## ENUNCIADO
Escribe la continuación del texto sobre el asesinato del niño Lorenzo González Cacho, empezando justo después de su última oración.

## TEXTO A REVISAR
===============

En el 2010, hubo una mañana que jamaqueó al país con
la noticia sobre el asesinato de un niño. De
inmediato, el caso captó la atención del país por su naturaleza. En una Isla
con limitada extensión territorial en que hay demasiado clasismo, el caso abonó
a colocar sobre el tapete que no hay niveles socioeconómicos exentos de conflictos,
y que tras meras apariencias se ocultan familias y personas quebrantadas.
Cuando ocurrió el crimen, el niño Lorenzo González
Cacho tenía ocho años. Según la historia publicada en medios, un drama comenzó
cuando Ana Cacho llevó a Lorenzo al Centro de Diagnóstico y Tratamiento (CDT)
de Dorado a eso de las 5:30 de la mañana. Dijo la madre del menor ahí, que el
niño se cayó de la cama en la residencia (en Dorado del Mar) y que su hija le
avisó que estaba lastimado.

===============

## REGISTROS PROPORCIONADOS
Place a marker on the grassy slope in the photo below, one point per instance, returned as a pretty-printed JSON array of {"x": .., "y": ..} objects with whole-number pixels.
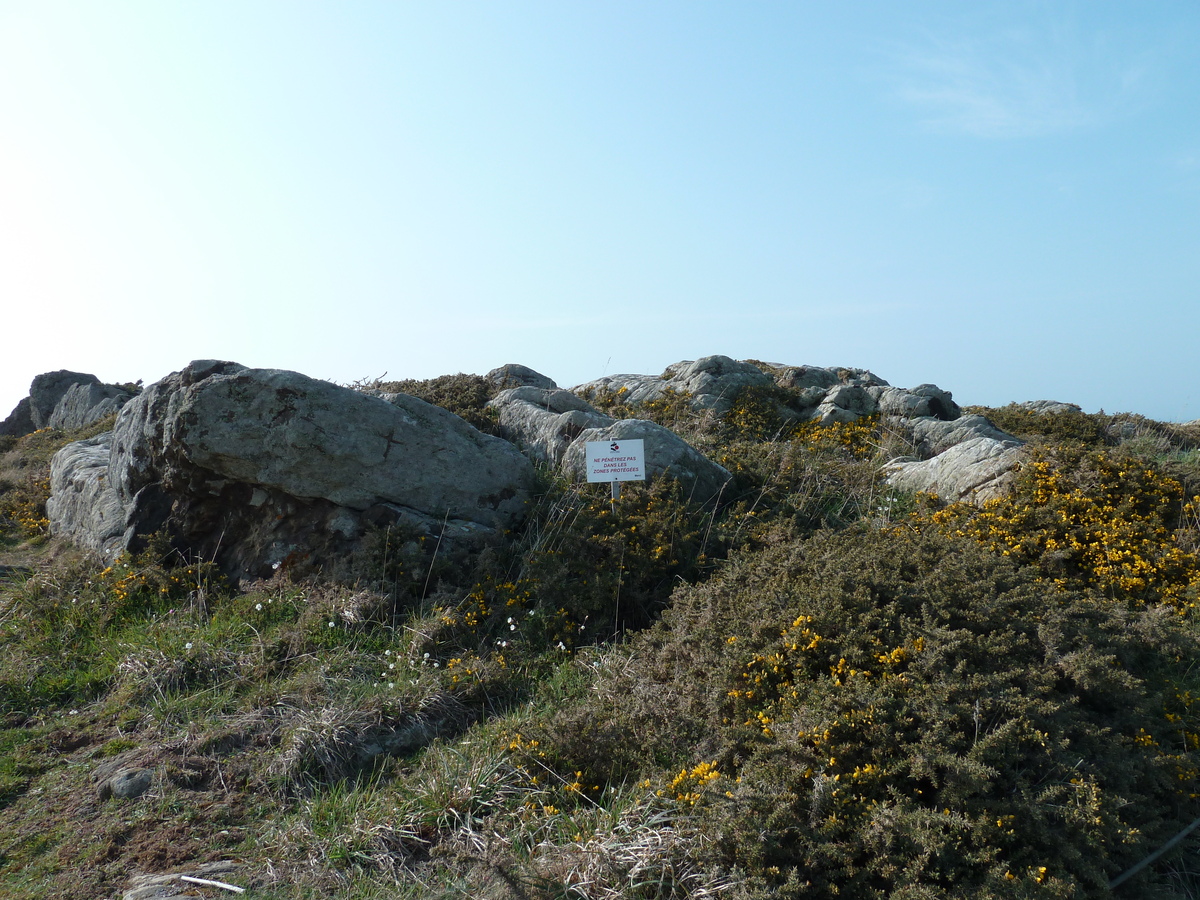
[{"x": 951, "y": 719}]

===============

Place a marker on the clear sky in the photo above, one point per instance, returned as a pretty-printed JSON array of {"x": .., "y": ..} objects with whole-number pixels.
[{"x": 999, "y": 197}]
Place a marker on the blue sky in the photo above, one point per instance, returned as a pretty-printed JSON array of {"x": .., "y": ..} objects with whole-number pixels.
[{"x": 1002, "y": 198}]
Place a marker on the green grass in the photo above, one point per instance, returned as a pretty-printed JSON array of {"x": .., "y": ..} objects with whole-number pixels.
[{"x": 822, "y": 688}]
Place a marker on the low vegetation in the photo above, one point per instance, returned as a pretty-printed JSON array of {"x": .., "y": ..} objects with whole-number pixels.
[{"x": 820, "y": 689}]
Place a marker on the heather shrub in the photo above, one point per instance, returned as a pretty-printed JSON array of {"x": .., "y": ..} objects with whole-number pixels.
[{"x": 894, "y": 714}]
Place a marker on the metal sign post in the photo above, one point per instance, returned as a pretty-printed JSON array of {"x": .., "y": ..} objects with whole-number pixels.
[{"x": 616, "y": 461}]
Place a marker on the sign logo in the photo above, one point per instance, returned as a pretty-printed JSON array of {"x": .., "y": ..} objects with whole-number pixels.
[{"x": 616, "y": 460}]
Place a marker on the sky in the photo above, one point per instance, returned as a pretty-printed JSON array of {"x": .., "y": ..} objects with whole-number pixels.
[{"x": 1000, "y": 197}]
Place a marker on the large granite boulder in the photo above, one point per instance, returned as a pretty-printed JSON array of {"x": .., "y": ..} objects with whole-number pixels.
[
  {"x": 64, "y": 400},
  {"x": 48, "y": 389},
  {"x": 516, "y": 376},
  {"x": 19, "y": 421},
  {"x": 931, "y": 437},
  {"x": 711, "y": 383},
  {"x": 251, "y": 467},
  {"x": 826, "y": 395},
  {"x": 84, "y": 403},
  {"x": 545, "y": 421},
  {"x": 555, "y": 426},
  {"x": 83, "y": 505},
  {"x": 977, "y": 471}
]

===============

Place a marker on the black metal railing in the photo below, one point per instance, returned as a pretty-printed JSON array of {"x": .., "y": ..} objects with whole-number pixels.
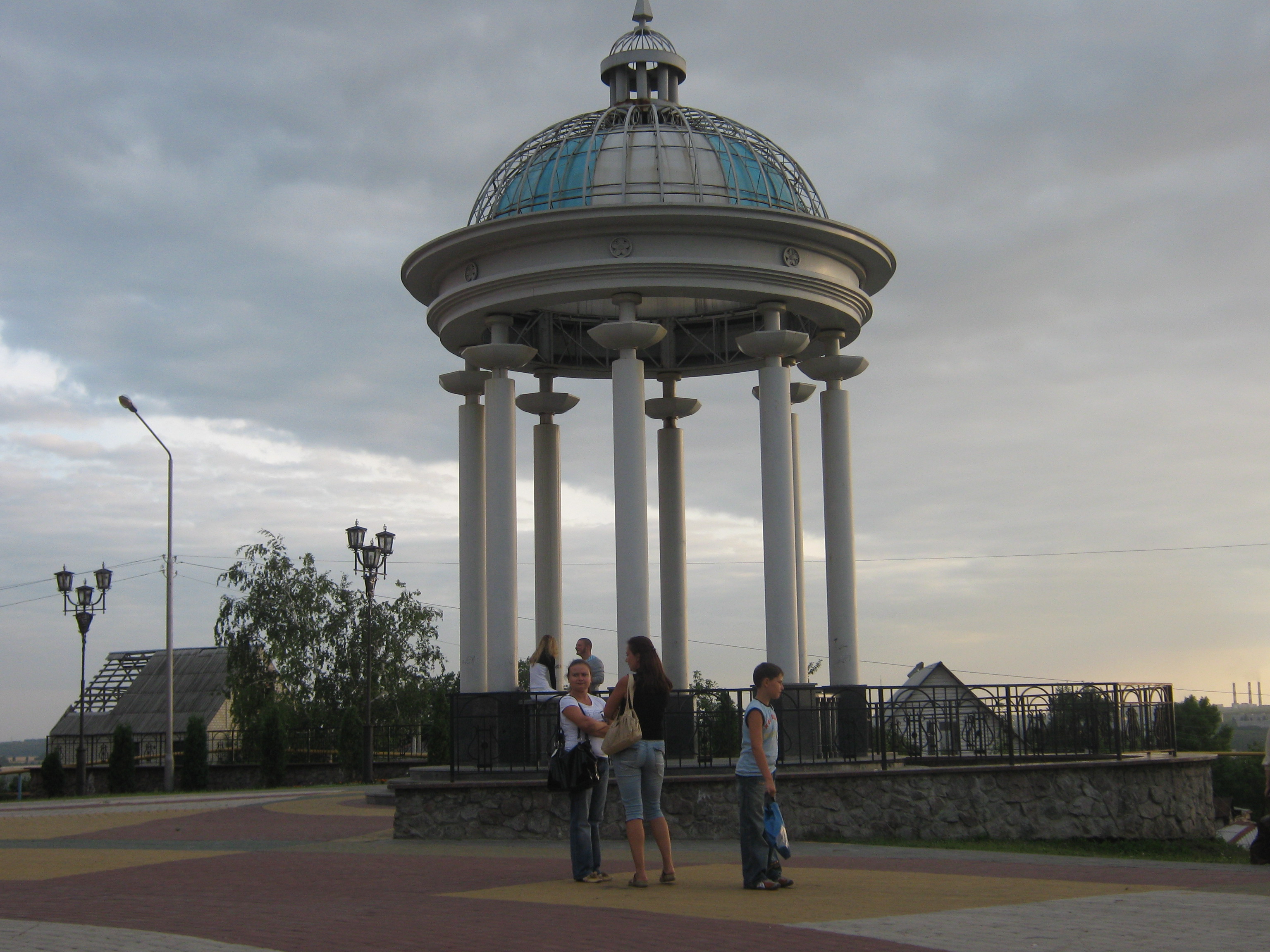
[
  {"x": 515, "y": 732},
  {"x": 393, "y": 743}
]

===============

## ESPACIO DE RESPUESTA
La lógica dicta que hay una responsabilidad primaria
en adultos a cargo de menores. La opinión pública pregunta: ¿Qué hubiese ocurrido
con los adultos responsables de haberse dado los hechos en un barrio, comunidad
o residencial público? Luego se confirmó que fue un terrible homicidio.
El 8 de marzo de 2016, seis años después, se radicaron
cargos contra un hombre manco, y hay un razonamiento lógico que alimenta la duda:
¿Cómo es posible sujetar y agredir con una mano a un niño de 8 años que en
fotos se ve saludable, vivo, y que practicaba deportes? ¿Cómo es posible que no
se escuchasen los gritos del niño?
El caso del niño Lorenzo
entre reclamos de justicia y
ante abismales márgenes de duda razonables, requiere una solución que elimine dudas
y que no quede como herida abierta. Imposible que sea voluntad divina la impunidad.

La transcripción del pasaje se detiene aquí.